- [Instructions for the task]:
Please repeat, without alteration, the line containing "If you would be willing to tag the framed" and every line that follows it to the end of the entries below, and only those lines.

- [Source data]:
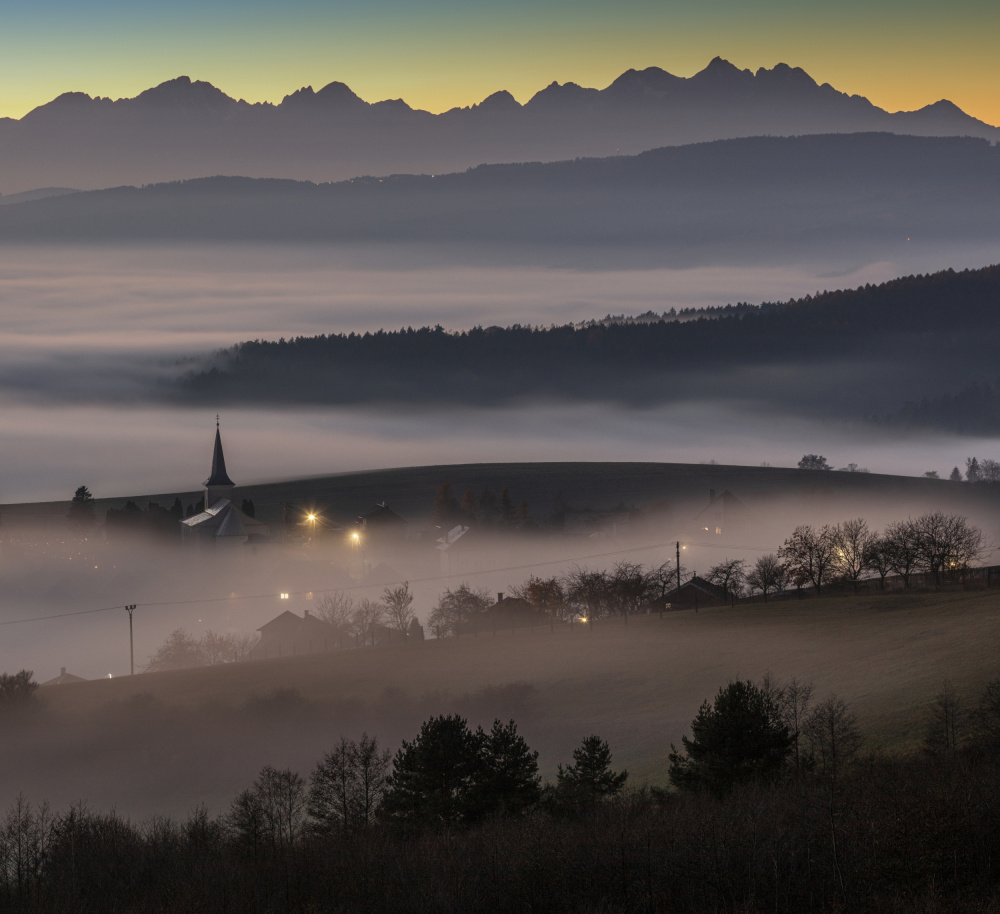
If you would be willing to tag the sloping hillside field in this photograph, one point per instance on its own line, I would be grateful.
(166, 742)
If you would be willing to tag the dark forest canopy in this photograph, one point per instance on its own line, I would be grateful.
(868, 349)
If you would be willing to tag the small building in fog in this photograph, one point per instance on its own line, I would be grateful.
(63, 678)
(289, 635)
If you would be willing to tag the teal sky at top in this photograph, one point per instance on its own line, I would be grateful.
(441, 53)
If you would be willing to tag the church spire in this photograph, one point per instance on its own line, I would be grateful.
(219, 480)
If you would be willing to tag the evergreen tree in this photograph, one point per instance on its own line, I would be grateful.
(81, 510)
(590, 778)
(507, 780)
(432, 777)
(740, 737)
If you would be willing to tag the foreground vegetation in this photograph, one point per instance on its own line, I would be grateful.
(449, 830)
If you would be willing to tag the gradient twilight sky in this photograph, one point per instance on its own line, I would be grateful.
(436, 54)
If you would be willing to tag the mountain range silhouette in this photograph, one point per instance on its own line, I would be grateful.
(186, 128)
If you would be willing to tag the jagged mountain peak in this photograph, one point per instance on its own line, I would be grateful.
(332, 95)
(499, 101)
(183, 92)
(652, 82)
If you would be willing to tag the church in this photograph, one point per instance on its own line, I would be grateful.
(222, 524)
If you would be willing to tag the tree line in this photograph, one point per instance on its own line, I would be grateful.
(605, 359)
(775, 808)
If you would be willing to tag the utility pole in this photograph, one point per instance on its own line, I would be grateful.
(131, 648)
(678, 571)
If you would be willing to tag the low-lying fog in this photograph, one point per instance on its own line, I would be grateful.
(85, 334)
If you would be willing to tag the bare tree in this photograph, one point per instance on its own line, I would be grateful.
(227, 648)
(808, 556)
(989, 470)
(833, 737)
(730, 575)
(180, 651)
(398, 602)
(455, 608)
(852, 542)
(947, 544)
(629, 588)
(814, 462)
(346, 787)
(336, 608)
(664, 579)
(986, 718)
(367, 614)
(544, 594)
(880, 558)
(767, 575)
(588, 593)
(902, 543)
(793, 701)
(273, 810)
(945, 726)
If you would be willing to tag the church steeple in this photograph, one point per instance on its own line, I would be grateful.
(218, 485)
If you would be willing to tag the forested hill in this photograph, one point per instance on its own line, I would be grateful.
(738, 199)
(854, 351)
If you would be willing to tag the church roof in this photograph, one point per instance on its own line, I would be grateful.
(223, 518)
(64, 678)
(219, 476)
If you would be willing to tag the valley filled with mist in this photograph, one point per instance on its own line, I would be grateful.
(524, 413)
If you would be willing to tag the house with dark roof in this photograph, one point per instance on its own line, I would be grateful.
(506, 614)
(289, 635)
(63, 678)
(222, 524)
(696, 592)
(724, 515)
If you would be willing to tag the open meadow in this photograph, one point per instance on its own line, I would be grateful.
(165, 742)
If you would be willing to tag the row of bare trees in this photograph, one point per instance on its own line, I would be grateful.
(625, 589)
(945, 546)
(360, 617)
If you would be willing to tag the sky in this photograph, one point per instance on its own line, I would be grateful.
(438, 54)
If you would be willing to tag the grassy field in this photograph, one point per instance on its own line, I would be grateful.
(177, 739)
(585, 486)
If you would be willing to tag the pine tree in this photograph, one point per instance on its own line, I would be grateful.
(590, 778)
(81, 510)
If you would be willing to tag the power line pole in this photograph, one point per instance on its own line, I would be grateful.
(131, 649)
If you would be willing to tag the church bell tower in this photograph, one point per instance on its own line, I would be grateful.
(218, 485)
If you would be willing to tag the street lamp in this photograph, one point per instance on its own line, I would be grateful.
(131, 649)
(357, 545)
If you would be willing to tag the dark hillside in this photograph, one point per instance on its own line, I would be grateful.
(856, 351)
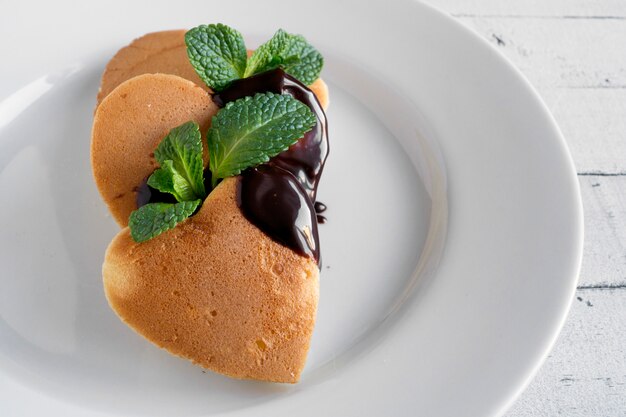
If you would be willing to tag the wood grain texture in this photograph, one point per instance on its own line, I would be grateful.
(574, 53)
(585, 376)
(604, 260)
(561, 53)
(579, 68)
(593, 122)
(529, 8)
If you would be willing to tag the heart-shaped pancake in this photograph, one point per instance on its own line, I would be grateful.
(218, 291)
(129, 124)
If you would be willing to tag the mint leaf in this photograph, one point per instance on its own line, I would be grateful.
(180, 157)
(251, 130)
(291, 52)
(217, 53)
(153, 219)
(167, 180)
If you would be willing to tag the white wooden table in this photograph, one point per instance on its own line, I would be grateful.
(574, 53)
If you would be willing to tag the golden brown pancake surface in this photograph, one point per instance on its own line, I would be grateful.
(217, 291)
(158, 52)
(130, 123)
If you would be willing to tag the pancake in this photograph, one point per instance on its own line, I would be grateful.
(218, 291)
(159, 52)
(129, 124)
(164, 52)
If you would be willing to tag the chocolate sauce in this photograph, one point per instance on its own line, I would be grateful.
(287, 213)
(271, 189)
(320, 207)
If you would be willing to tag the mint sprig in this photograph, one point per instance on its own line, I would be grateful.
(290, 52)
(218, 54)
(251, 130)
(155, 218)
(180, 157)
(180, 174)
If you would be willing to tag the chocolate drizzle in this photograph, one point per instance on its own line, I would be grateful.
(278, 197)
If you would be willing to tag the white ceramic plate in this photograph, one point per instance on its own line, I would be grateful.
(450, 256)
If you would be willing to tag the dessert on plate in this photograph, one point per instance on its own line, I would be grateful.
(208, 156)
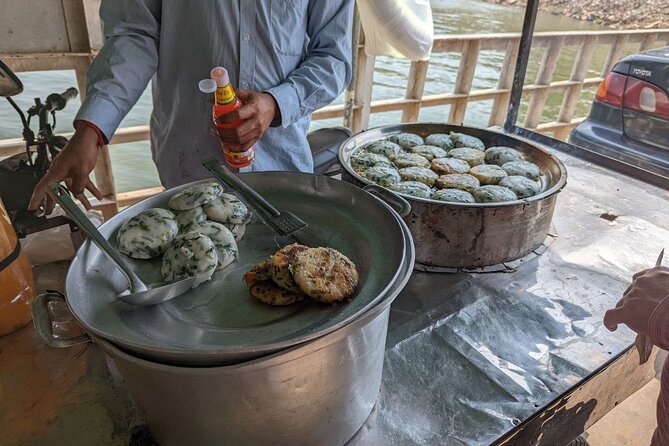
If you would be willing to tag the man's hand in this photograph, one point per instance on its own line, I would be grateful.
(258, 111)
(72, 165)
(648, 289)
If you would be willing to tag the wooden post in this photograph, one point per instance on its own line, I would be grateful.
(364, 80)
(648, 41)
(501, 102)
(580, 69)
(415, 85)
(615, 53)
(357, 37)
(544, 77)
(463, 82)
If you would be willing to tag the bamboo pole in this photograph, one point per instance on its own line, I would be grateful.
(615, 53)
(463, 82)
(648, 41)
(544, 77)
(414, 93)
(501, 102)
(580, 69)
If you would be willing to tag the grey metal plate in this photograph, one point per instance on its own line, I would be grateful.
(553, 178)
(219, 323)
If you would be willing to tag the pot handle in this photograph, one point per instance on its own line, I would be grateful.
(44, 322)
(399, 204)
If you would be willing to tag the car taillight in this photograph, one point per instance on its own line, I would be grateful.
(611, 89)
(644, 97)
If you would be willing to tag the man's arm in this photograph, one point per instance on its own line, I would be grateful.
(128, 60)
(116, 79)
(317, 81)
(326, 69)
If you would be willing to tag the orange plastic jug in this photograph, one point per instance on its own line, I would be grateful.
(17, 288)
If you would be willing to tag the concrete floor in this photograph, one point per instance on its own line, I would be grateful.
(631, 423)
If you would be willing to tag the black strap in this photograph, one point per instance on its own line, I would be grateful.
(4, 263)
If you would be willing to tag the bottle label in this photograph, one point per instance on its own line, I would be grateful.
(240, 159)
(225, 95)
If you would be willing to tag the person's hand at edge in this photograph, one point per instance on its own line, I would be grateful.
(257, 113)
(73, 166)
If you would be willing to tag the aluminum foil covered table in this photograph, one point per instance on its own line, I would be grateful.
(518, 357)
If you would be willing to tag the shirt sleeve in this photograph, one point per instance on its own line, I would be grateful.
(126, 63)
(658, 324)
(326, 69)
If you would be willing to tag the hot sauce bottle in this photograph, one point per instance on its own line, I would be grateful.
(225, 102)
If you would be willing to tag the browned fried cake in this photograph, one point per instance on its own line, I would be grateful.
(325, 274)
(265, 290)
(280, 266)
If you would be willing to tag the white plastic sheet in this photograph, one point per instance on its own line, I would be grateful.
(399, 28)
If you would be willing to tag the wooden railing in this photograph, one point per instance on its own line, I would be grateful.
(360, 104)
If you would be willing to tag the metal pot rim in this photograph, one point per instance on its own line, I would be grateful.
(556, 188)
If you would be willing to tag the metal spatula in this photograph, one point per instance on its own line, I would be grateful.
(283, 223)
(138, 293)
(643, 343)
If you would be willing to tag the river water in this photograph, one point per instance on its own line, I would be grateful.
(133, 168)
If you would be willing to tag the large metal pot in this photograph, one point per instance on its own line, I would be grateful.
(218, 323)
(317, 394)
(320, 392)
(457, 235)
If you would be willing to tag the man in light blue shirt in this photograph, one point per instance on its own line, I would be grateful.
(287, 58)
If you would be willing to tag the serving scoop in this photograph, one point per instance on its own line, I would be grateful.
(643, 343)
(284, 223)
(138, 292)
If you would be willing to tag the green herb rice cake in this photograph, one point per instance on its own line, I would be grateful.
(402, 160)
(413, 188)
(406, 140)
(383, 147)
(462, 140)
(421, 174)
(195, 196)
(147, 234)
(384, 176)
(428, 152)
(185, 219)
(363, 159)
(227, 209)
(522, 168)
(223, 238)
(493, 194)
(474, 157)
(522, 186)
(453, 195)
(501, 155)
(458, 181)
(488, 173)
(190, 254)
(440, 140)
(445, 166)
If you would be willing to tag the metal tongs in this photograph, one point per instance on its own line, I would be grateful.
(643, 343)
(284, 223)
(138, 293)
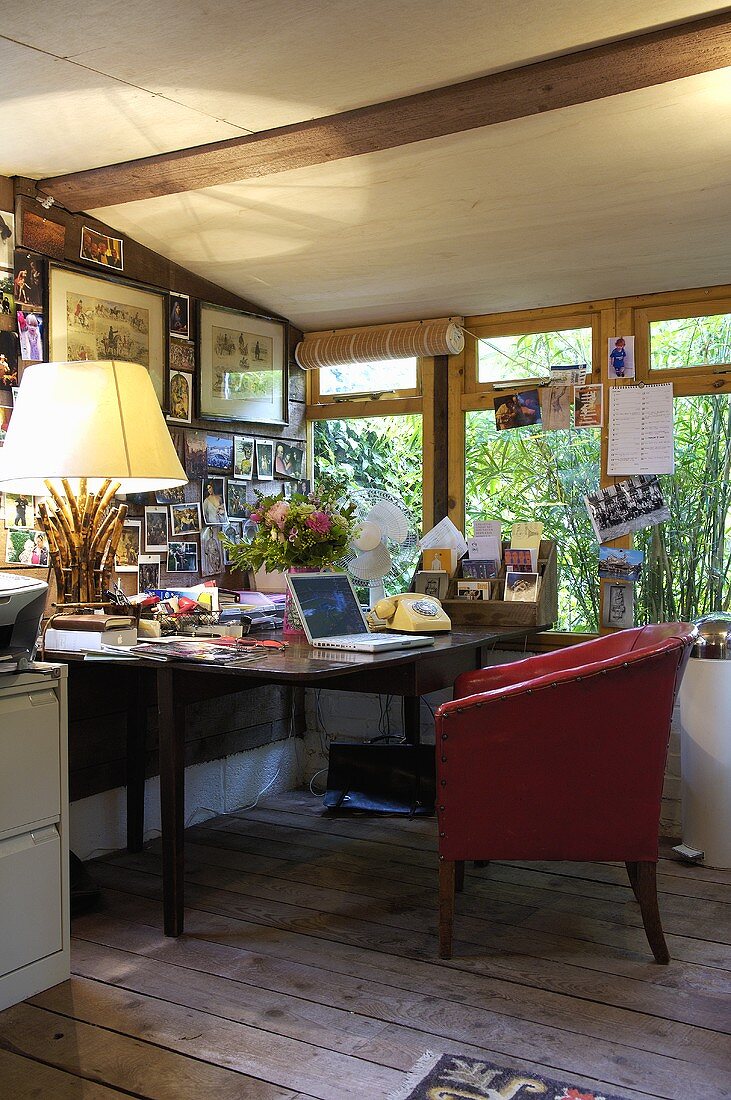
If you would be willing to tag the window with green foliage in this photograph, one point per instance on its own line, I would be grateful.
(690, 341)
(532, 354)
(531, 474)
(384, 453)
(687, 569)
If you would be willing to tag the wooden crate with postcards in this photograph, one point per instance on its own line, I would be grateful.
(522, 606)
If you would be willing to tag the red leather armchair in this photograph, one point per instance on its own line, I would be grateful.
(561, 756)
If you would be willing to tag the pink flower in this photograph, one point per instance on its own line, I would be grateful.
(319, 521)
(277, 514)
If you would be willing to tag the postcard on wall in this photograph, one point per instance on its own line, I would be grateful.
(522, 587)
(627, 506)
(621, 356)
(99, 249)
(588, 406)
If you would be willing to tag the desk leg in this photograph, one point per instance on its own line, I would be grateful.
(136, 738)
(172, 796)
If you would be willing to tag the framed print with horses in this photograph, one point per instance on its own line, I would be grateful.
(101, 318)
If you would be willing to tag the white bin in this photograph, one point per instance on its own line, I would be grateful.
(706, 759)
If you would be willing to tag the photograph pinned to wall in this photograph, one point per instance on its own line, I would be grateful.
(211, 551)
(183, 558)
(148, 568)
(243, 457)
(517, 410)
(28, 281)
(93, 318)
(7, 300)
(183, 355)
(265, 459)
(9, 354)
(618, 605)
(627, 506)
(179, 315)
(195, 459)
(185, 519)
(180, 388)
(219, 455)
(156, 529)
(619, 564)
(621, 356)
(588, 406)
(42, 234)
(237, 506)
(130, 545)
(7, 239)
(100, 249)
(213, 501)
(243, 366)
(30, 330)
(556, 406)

- [Written solution]:
If you would be willing to tag the framed print with horses in this photograph, one point per instance on its own line, I would be grateful.
(101, 318)
If you would be willing to tag the white bin in this photograph, one point per instance on its own line, I would be grateful.
(706, 759)
If you would be willing to tag the photograph pinned to wall in this photograph, one point per instance on its own line, I would be grateful.
(211, 551)
(183, 558)
(148, 568)
(243, 457)
(517, 410)
(28, 281)
(93, 318)
(7, 300)
(183, 355)
(265, 459)
(9, 354)
(618, 605)
(627, 506)
(179, 315)
(195, 459)
(185, 519)
(180, 388)
(219, 455)
(156, 529)
(619, 564)
(621, 356)
(588, 406)
(42, 234)
(237, 506)
(130, 545)
(7, 239)
(100, 249)
(213, 501)
(243, 366)
(30, 330)
(556, 406)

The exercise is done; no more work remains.